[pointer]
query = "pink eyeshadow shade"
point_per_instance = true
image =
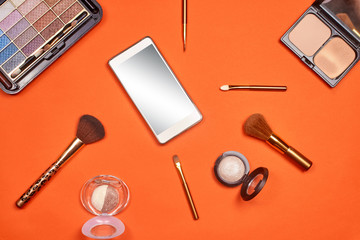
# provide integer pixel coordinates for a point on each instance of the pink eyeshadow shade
(52, 29)
(37, 12)
(71, 12)
(18, 28)
(62, 6)
(25, 37)
(51, 2)
(45, 20)
(10, 20)
(27, 6)
(33, 45)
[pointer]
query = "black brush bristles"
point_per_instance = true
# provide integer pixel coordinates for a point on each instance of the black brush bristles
(256, 126)
(90, 129)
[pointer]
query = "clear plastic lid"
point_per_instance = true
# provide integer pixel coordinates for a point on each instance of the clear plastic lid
(105, 196)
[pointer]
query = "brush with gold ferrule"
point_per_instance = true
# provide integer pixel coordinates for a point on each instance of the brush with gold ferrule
(256, 126)
(89, 130)
(186, 188)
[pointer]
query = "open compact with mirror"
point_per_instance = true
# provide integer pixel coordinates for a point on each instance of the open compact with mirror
(232, 169)
(34, 33)
(327, 38)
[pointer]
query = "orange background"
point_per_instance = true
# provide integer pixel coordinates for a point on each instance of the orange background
(229, 42)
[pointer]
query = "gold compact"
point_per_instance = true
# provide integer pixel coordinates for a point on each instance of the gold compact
(326, 38)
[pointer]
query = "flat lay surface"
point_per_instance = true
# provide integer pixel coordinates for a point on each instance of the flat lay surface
(229, 42)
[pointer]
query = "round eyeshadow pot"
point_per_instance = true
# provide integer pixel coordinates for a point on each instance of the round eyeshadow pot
(232, 169)
(104, 196)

## TASK DETAILS
Gather every line of the rows above that contains the string "with", treating uppercase and lowercase letters as different.

## ANSWER IN FULL
query = "brush with gold ferrule"
# provide integer pixel coordinates for a point on each instance of the brush with gold ferrule
query = "open compact with mirror"
# provide integer pixel coordinates for a point on each instance of the open compact with mirror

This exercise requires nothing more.